• _PROBLEM REQUIREMENTS_:
Stopping right after the line with "One point rides on each instance of the wooden side", please reproduce the material below exactly from its first line.

• _DATASET ENTRIES_:

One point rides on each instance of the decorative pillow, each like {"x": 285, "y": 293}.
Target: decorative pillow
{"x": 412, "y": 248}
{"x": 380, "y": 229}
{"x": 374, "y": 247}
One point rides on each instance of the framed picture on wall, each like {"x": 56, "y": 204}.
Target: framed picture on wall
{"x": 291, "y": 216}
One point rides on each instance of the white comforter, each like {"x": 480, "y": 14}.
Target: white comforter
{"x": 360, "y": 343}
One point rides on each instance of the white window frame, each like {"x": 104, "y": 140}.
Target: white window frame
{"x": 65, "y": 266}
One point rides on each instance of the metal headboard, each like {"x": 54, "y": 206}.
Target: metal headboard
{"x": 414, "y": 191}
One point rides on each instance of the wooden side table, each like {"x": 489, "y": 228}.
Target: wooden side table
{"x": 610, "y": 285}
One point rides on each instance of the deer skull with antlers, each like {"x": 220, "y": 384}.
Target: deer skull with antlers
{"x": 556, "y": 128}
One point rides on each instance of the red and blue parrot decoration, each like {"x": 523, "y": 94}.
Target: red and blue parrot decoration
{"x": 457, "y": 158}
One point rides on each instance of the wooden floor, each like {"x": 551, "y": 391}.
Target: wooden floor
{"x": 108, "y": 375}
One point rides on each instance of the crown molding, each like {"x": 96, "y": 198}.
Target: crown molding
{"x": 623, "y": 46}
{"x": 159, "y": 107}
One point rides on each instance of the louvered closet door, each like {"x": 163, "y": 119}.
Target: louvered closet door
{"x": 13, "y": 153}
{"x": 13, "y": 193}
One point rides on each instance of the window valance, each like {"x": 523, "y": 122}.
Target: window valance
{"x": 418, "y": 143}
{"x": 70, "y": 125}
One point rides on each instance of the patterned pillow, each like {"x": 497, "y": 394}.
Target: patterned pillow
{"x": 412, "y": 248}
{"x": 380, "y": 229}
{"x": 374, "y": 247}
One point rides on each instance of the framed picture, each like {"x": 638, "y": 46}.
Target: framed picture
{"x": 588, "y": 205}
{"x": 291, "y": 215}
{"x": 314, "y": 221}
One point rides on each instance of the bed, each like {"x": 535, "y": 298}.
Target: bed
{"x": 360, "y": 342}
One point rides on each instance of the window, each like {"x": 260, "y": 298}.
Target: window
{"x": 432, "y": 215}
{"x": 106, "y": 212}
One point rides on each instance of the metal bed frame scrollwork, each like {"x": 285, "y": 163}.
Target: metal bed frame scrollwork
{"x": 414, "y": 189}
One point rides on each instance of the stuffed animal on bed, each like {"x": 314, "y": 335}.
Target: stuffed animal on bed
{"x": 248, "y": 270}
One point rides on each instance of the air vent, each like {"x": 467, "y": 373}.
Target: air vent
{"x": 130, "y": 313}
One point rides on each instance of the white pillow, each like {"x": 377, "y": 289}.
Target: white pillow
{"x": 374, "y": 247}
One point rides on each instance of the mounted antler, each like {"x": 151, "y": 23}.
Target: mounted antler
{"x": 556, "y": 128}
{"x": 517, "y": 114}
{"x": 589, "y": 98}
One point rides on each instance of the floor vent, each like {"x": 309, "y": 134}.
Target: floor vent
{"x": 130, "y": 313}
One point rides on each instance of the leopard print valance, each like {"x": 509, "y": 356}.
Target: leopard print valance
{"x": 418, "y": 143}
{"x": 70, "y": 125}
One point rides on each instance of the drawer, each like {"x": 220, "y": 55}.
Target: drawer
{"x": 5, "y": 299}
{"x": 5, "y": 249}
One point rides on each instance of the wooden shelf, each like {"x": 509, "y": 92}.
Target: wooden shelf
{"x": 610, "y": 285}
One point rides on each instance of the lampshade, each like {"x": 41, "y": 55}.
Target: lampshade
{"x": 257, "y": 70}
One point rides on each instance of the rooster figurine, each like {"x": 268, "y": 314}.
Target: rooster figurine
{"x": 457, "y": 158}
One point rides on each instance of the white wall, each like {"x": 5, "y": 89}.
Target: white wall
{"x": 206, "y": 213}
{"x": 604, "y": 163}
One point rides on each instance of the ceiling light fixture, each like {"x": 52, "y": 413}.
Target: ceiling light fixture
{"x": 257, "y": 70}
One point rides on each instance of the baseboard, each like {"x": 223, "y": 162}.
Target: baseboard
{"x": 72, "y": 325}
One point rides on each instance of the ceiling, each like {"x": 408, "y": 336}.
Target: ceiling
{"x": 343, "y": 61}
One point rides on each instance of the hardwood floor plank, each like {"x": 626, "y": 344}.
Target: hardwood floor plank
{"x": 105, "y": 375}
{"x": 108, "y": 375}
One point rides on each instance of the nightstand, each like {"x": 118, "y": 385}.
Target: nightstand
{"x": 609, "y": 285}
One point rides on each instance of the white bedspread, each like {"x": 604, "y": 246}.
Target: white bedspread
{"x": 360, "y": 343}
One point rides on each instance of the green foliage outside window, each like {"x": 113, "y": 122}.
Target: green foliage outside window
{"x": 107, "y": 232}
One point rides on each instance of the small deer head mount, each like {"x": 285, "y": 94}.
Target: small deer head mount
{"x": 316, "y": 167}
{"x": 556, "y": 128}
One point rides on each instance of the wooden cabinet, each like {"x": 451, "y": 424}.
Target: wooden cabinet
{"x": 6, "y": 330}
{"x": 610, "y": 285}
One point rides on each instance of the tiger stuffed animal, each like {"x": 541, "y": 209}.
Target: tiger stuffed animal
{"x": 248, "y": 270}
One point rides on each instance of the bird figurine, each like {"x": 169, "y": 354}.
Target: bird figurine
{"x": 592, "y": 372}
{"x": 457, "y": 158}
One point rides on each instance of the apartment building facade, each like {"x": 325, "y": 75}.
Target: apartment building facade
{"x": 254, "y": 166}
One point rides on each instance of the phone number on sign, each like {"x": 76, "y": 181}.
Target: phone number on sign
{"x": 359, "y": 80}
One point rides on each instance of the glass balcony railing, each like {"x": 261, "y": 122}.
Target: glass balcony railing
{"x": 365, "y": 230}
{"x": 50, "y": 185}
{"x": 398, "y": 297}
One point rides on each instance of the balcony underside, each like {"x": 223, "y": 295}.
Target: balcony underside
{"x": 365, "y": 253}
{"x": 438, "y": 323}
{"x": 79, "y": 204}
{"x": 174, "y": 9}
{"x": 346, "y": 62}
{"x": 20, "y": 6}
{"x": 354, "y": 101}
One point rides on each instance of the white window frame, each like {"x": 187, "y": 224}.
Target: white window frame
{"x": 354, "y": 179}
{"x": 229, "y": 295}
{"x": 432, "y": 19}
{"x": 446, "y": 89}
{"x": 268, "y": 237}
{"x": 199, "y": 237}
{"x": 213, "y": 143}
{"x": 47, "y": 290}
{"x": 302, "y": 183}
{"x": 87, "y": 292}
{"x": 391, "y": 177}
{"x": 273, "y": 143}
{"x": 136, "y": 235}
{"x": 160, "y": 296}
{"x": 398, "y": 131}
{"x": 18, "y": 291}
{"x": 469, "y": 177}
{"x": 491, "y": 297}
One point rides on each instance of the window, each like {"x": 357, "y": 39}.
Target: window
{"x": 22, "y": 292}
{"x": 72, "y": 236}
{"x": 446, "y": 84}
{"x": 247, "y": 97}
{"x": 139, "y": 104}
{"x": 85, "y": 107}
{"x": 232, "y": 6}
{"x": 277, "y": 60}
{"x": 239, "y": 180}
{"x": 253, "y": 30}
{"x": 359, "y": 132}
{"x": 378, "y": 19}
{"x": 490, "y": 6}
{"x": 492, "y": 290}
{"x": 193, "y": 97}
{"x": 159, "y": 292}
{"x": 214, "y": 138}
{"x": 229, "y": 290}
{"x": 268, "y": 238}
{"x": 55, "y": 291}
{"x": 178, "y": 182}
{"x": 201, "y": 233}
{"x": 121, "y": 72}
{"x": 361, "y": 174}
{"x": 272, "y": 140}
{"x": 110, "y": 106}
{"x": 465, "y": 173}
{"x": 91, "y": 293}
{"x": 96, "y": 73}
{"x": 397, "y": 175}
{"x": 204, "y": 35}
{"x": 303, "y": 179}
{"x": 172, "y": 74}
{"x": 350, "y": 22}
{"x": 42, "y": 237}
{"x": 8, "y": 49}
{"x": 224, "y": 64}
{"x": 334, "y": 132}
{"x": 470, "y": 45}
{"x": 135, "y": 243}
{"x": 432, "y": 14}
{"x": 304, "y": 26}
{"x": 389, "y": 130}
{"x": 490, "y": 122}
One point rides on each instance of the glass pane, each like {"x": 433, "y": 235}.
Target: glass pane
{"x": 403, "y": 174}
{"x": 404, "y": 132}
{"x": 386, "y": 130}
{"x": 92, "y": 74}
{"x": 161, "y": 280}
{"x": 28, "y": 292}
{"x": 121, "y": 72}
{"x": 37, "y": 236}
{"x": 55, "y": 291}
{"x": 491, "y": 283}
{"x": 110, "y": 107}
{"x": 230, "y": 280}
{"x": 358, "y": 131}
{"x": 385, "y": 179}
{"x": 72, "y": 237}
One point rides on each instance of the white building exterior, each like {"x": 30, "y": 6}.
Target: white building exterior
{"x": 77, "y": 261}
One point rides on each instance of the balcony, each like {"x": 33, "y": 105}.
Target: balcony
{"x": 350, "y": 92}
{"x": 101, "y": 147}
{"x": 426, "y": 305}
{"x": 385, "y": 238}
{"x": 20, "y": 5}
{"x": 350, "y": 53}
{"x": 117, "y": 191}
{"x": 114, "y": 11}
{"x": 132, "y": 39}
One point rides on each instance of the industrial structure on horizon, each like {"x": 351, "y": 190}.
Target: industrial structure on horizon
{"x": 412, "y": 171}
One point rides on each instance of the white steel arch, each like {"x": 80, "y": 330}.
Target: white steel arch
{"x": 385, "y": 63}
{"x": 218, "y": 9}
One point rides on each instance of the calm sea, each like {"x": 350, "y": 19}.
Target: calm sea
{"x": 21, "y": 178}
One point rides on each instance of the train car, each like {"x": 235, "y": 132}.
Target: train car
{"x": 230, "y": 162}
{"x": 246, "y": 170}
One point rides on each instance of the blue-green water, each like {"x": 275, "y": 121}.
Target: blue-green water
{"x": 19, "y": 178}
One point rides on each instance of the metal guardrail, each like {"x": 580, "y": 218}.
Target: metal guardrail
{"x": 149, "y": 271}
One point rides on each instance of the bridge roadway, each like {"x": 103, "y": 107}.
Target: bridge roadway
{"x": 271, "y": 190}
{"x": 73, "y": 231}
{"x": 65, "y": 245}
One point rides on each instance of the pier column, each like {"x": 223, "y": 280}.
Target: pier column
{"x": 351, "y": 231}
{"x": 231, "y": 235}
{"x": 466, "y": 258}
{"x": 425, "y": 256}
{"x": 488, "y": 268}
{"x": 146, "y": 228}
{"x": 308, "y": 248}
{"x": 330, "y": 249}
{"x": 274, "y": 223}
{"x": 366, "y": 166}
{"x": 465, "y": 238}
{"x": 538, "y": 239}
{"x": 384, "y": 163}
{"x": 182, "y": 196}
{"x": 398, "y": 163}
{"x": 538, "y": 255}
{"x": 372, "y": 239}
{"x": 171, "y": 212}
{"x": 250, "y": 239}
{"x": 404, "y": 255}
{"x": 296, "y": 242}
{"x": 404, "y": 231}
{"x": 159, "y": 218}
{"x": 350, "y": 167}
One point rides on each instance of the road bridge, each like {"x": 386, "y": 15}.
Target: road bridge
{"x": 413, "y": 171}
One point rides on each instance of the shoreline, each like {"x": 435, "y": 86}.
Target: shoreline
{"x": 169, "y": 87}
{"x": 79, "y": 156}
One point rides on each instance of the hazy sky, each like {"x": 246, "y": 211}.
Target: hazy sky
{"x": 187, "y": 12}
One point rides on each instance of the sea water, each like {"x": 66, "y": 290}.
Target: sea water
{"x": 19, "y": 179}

• _EXPECTED ANSWER_:
One point rides on each instance of the decorative pillow, each like {"x": 285, "y": 293}.
Target: decorative pillow
{"x": 412, "y": 248}
{"x": 380, "y": 229}
{"x": 374, "y": 247}
One point rides on each instance of the framed picture on wall, each like {"x": 56, "y": 204}.
Target: framed picture on wall
{"x": 291, "y": 216}
One point rides on each instance of the white comforter, each like {"x": 480, "y": 14}.
Target: white comforter
{"x": 360, "y": 343}
One point rides on each instance of the white window frame, each like {"x": 104, "y": 140}.
Target: white window frame
{"x": 65, "y": 266}
One point rides on each instance of the metal headboard, each like {"x": 54, "y": 206}.
Target: metal headboard
{"x": 414, "y": 191}
One point rides on each instance of the wooden side table, each like {"x": 489, "y": 228}.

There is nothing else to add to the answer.